Extracted entries ▸
---*---

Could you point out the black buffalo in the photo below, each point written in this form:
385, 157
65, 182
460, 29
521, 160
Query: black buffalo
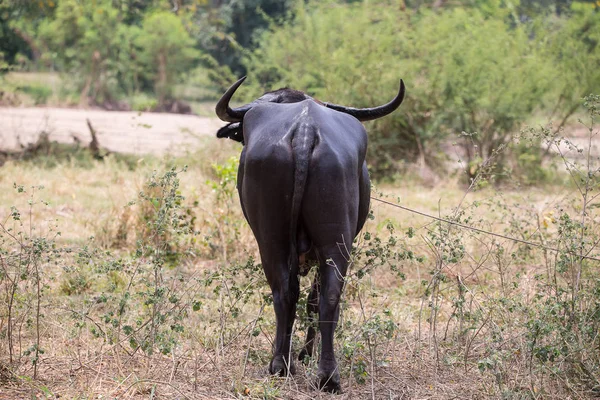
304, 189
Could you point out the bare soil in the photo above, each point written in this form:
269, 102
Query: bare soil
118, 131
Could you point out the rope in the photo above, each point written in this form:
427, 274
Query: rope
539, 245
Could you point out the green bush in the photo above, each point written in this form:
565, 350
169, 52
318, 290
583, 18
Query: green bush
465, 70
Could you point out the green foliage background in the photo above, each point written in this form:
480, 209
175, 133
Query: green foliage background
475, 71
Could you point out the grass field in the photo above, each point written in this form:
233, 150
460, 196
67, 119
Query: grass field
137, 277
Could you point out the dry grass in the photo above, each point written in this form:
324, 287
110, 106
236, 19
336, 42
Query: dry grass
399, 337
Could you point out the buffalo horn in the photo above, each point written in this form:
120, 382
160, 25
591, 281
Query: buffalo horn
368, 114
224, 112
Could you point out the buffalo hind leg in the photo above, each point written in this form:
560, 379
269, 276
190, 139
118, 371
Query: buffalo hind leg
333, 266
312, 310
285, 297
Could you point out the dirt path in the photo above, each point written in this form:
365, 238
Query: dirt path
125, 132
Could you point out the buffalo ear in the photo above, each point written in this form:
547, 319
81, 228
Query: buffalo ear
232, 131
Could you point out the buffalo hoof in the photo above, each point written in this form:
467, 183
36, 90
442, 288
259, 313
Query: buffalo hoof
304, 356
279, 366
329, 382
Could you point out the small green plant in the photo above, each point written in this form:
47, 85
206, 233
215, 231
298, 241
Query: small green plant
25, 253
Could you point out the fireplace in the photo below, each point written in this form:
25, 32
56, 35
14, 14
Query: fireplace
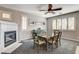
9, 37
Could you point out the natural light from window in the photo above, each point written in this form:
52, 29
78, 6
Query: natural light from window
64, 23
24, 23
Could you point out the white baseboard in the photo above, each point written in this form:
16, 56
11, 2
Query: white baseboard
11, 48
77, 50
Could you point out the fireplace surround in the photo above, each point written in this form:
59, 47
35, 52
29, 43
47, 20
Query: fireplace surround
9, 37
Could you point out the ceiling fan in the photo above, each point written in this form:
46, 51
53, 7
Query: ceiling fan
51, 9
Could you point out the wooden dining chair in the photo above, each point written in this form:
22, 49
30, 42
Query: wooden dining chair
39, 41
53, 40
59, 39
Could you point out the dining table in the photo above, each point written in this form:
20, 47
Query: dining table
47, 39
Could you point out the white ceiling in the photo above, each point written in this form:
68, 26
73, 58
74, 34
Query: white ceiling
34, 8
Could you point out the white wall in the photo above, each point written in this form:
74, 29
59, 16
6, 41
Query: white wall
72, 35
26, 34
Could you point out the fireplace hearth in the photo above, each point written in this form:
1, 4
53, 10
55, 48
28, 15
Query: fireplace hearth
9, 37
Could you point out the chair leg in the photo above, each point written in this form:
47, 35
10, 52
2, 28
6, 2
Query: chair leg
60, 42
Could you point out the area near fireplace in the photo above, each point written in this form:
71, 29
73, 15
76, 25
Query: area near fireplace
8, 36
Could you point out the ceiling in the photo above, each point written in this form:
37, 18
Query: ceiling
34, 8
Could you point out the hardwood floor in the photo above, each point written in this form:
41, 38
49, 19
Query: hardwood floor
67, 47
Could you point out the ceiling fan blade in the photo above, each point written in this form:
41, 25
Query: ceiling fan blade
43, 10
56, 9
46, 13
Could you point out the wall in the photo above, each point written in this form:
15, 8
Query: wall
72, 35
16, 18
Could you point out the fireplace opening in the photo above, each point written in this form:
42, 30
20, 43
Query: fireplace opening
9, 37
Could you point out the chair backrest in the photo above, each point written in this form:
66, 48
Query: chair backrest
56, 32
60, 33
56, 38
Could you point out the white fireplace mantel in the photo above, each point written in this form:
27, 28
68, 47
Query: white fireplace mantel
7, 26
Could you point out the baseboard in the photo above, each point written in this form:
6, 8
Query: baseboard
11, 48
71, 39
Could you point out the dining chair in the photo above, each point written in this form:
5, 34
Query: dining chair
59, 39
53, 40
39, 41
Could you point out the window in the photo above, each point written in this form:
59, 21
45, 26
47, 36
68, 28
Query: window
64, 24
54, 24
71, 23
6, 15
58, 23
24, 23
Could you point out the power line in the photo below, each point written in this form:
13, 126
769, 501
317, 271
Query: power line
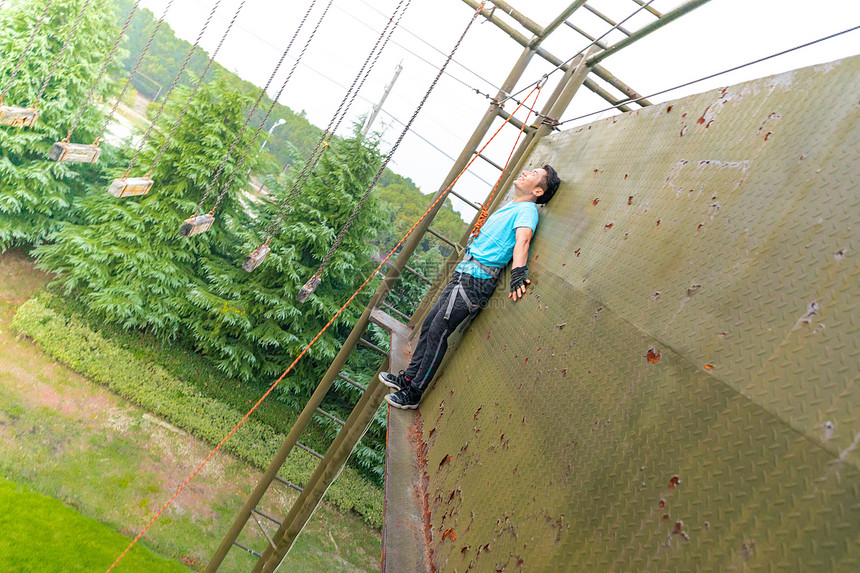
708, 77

---*---

Directions ▸
Swap "point out" for "mark" throughout all the lines above and give them back otherwise unchanged, leaving out the pictures.

Written response ▸
Could you mark the black buffalo in the photo below, each point written in this form:
385, 157
65, 182
460, 29
521, 160
Query: black buffalo
304, 189
Could you mark the bare soil in the photo above, each point written in this form:
269, 102
Query: bare soil
118, 131
Could you mark the rope in the photo above, each point written in this form:
427, 274
Query: rope
539, 245
Could you mark the green bush in the photo above, each point written in this form:
565, 350
169, 52
318, 290
583, 18
Query: green bush
465, 70
Could you mark the green foliage background in the photo above, each point written in this form:
480, 209
175, 133
Query: green foliage background
475, 71
Could you mark the grass field in the photo above, each point written in this form:
233, 150
460, 196
67, 119
Query: grass field
137, 277
Could you mark the dry grass in the photo above, each point written in this form:
324, 287
110, 106
236, 19
336, 42
Query: dry grass
399, 337
Could you mark the buffalo horn in the photo above, each point written in this form:
120, 382
160, 25
591, 281
Query: buffalo horn
368, 114
224, 112
Could you mark the buffalo hind leg in the photo above, each point written in this form:
560, 379
269, 276
190, 139
118, 371
Query: buffalo hind leg
333, 266
312, 310
285, 297
Could you mark the dirt path in the photo above, each point written in this form:
365, 238
Query: dirt path
125, 132
Could you mark the buffalo ear in the photo above, each point written in this form:
547, 319
81, 228
Query: buffalo ear
232, 131
Could you mark the buffalo hoof in the photo above, each point written in this form:
467, 183
36, 90
442, 288
259, 313
Query: buffalo hoof
304, 356
279, 366
329, 382
Could you mark the small green plant in the photo above, each point written in this form:
47, 85
206, 233
215, 231
298, 241
Query: small green plant
25, 253
Could you mark the fireplace in the photo below, each point written in this form:
25, 32
56, 35
14, 14
Query: fireplace
9, 37
Could you mark the natural light from window in the photo above, each point written in this form:
52, 29
78, 6
Query: natural light from window
64, 23
24, 23
Could you mark the white baseboard in the photo above, each point written in this form:
16, 56
11, 2
Query: white baseboard
11, 48
77, 50
Could you mark the fireplace surround in the photo above, each point written in this form:
59, 47
35, 52
29, 43
47, 20
Query: fireplace surround
9, 37
Could you mark the ceiling fan in the photo above, each point written in this form:
46, 51
53, 7
Query: ceiling fan
51, 9
Could you mark the wooden dining chair in the photo above, each point written in this form:
22, 49
30, 42
Query: wooden dining chair
39, 41
53, 40
59, 39
Could you mark the dining table in the photo above, each point written in this form:
20, 47
Query: dining table
47, 39
Could you mark the white ceiling in the photo above, each point written in this form:
68, 26
73, 58
74, 34
Query: white ceiling
34, 8
Could you mark the white wall in the photo above, each point written in this form:
74, 29
59, 16
6, 41
Query: white wall
72, 35
26, 34
Could you mark the fireplace hearth in the photo above, each point written in this form:
1, 4
53, 10
55, 48
28, 15
Query: fireplace hearth
9, 37
Could you mark the chair leg in the photo above, each point written in this form:
47, 35
10, 52
2, 28
6, 2
Query: chair leg
60, 42
Could you mark the area near fireplace in the photo above, each point written in this form:
71, 29
73, 15
76, 25
Query: area near fireplace
8, 36
Could you mark the ceiling in the photo above, each point written in this form:
37, 18
Query: ceiling
34, 8
Could you mark the hardwood floor in the photo above, each point written in this form:
41, 38
49, 19
Query: hardwood floor
67, 47
Could you mark the ceiling fan blade in the photo above, each point written in this form:
41, 25
Query: ceiling fan blade
43, 10
56, 9
46, 13
Could you mark the wall in the photo above, each point written in this form:
15, 8
Query: wall
72, 35
16, 18
Could you mark the fireplace opening in the photo above, each point written in this form:
42, 30
20, 43
Query: fireplace opening
9, 37
Could you mark the chair backrest in the photo above, each point written in this form:
66, 48
Query: chair backrest
56, 32
60, 33
56, 38
Could you mark the white fireplace mantel in the photo above, each point written in this form:
27, 28
68, 47
Query: white fireplace mantel
7, 26
Could you mark the baseboard in the photo above, each point written in this form:
6, 8
Query: baseboard
11, 48
71, 39
Could you mark the dining chair in the photo above, each point written in this form:
5, 34
Query: dining chair
59, 39
53, 40
39, 41
Could you mark the window in the photo above, each point written in this form:
59, 21
45, 26
47, 36
68, 28
Query: window
64, 24
54, 24
71, 23
6, 15
58, 23
24, 23
Could you mark the power line in the photo below, each point written in this form:
13, 126
769, 501
317, 271
Query: power line
708, 77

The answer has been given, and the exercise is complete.